• Instructions for the task:
Find every line in the material below that contains the word "exposed", and copy each of those lines.

Dataset excerpts on pointing at objects:
++++

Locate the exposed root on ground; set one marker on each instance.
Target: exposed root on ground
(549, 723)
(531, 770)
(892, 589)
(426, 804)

++++

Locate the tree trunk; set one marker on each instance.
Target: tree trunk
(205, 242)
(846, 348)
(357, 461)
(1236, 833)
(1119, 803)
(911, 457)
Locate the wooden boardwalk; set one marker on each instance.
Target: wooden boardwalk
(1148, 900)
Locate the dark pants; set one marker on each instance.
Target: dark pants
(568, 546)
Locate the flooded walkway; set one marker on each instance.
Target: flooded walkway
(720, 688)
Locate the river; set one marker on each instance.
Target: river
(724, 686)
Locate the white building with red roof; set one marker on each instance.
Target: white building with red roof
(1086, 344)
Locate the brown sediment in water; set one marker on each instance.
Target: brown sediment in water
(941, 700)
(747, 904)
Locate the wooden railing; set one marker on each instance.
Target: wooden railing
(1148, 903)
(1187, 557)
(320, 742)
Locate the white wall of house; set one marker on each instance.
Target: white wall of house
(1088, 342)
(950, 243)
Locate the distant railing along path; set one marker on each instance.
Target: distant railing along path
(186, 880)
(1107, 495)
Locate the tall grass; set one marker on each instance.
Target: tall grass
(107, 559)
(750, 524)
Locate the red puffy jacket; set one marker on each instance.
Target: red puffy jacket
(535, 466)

++++

• Output below:
Locate the exposed root on ground; set one marker on each instance.
Target: exposed root on ground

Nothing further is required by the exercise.